Copy out exactly every line from the line containing "of the ear." until the records below end, inclusive of both boundary lines.
== Task material
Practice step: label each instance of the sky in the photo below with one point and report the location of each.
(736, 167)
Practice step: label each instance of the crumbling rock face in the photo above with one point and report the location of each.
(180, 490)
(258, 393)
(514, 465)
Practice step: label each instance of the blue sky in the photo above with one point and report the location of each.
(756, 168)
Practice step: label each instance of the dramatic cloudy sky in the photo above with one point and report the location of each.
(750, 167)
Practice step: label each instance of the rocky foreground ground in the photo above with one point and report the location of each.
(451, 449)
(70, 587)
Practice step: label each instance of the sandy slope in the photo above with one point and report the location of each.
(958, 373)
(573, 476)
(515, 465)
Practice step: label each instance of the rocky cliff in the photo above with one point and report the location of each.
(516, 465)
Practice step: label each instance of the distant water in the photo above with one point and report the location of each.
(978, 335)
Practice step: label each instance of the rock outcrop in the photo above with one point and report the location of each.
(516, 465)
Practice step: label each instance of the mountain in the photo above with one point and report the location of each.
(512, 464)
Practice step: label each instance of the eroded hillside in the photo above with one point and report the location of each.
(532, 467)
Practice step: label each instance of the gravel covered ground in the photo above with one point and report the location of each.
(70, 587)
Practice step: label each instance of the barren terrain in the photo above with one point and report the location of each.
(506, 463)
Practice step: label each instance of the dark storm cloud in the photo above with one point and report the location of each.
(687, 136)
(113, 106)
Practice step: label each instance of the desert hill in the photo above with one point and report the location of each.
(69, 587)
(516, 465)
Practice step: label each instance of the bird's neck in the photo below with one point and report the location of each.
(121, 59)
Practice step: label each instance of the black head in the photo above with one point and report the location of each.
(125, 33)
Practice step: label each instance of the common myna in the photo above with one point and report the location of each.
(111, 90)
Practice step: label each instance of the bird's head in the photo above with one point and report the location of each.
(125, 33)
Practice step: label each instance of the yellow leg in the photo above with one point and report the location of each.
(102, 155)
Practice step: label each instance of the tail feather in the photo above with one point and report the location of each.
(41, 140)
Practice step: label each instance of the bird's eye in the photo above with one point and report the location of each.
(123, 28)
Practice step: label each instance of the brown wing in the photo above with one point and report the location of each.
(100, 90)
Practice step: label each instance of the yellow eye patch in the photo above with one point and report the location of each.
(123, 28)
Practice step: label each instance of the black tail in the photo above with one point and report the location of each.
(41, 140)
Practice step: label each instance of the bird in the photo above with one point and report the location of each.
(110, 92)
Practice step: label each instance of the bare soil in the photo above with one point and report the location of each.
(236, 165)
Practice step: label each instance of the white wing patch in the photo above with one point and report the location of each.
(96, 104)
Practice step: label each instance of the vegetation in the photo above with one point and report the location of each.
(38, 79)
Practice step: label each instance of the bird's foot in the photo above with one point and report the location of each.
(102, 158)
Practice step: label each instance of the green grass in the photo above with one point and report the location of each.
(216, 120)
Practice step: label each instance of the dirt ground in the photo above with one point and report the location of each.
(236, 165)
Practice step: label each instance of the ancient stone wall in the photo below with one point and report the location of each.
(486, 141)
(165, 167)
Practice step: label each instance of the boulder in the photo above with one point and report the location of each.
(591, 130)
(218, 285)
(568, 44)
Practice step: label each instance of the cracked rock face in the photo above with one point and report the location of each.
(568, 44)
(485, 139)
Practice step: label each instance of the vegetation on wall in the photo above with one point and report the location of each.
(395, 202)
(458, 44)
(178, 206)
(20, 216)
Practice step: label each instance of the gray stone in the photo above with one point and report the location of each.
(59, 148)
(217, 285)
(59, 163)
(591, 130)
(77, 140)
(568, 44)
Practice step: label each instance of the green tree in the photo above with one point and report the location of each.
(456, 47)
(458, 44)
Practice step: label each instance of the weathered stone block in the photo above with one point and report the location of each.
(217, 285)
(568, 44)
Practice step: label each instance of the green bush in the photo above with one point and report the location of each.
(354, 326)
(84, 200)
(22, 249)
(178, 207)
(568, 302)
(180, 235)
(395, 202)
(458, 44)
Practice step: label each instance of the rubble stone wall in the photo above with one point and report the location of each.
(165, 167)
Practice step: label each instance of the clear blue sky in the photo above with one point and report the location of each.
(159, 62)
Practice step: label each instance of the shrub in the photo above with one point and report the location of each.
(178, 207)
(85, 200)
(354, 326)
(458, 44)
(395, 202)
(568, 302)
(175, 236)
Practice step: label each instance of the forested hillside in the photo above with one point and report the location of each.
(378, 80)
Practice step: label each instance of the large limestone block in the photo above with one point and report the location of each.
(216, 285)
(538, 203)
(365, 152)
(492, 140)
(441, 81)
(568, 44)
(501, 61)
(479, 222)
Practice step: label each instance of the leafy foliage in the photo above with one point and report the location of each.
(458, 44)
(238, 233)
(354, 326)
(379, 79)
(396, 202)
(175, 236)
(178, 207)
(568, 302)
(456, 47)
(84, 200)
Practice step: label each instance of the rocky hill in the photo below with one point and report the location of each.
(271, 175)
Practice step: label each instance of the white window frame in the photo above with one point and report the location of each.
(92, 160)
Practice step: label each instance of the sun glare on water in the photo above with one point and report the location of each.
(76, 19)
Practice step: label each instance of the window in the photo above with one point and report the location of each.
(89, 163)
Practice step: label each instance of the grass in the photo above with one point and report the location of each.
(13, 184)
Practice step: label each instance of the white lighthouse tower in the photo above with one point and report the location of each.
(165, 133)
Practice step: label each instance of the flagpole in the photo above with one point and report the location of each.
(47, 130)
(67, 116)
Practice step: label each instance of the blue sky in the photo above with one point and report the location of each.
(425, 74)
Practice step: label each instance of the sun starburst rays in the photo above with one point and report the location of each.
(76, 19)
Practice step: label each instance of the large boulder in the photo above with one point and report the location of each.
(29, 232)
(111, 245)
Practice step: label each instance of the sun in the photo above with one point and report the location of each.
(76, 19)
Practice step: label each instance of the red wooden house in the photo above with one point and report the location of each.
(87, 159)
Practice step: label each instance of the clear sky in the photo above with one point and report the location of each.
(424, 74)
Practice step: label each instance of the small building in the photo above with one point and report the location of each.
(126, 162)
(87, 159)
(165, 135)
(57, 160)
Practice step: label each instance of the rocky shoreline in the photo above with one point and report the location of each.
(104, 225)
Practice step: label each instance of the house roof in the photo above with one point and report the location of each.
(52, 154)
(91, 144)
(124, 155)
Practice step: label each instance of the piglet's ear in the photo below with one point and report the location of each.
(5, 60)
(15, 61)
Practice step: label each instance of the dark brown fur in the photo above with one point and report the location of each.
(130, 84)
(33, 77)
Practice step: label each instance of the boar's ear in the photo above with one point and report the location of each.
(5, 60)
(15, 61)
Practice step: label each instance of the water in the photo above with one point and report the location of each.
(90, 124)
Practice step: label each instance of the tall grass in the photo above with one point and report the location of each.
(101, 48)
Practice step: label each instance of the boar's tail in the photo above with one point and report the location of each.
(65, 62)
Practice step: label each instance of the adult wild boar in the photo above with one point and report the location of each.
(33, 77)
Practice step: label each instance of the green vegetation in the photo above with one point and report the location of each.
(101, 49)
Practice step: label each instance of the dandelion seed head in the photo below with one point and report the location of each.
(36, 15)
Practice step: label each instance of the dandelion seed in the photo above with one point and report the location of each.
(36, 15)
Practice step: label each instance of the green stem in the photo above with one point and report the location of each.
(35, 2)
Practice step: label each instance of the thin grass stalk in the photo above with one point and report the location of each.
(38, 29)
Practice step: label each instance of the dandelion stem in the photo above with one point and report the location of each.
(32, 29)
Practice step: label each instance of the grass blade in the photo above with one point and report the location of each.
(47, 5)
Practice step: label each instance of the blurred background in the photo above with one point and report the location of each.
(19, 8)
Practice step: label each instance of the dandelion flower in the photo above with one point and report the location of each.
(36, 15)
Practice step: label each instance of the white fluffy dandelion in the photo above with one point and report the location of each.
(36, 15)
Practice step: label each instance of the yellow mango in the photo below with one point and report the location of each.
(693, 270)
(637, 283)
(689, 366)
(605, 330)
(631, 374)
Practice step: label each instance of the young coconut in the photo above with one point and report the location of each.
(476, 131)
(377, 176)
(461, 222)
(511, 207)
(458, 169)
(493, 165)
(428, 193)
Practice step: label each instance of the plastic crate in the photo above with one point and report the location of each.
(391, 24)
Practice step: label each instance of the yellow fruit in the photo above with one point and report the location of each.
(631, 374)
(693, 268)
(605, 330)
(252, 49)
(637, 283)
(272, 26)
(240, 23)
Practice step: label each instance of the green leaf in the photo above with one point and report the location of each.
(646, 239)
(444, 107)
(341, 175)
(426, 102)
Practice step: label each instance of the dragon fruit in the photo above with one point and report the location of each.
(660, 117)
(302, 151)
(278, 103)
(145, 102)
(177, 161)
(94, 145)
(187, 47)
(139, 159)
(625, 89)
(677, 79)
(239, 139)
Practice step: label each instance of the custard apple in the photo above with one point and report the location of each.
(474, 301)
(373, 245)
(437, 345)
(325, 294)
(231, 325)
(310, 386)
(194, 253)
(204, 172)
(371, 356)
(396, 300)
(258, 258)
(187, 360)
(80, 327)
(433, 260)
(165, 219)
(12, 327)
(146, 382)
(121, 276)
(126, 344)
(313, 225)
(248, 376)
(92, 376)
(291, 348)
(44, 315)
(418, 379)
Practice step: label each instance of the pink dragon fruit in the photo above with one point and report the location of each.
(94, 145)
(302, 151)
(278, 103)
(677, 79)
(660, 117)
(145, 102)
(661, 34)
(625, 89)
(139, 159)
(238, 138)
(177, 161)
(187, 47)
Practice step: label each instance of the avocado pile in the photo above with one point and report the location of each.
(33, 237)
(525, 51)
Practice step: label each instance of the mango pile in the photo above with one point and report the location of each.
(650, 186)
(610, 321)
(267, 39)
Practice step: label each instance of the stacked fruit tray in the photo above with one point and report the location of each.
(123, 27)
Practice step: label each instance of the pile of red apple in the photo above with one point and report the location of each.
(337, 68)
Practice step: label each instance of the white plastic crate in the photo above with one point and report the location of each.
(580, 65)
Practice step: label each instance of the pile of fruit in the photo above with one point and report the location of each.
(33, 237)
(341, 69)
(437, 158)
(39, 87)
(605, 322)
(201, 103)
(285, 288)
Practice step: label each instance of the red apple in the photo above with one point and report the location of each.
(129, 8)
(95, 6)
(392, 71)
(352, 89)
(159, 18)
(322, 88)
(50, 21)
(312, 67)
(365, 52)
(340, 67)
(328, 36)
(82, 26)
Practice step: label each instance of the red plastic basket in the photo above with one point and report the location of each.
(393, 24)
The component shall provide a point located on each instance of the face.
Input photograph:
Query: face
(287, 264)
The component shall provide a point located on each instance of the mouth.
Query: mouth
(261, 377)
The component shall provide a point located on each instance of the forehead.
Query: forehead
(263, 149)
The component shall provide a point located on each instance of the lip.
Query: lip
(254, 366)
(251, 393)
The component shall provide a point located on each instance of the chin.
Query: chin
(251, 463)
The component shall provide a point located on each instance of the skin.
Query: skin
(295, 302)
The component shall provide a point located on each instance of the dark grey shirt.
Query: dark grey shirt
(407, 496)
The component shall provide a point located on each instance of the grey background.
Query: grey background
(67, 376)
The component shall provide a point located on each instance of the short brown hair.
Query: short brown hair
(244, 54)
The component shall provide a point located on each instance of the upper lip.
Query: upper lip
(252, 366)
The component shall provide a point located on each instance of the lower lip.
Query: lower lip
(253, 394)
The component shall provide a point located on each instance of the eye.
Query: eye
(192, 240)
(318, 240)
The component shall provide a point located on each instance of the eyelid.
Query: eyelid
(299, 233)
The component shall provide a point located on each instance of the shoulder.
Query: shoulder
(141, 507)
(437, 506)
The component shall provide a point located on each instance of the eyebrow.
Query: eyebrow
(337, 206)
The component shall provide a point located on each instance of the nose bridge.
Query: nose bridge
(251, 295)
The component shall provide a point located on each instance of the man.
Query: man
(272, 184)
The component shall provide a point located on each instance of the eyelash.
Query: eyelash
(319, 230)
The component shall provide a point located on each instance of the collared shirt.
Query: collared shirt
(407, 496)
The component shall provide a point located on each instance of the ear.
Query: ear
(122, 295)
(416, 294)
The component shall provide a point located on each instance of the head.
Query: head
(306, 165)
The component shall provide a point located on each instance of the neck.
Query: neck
====
**Exercise response:**
The component shall provide a point located on each instance of the ear.
Query: ear
(122, 295)
(416, 294)
The component shall provide a point located on each instance of the head.
Query: head
(306, 165)
The component shall provide a point located on each instance of the neck.
Query: neck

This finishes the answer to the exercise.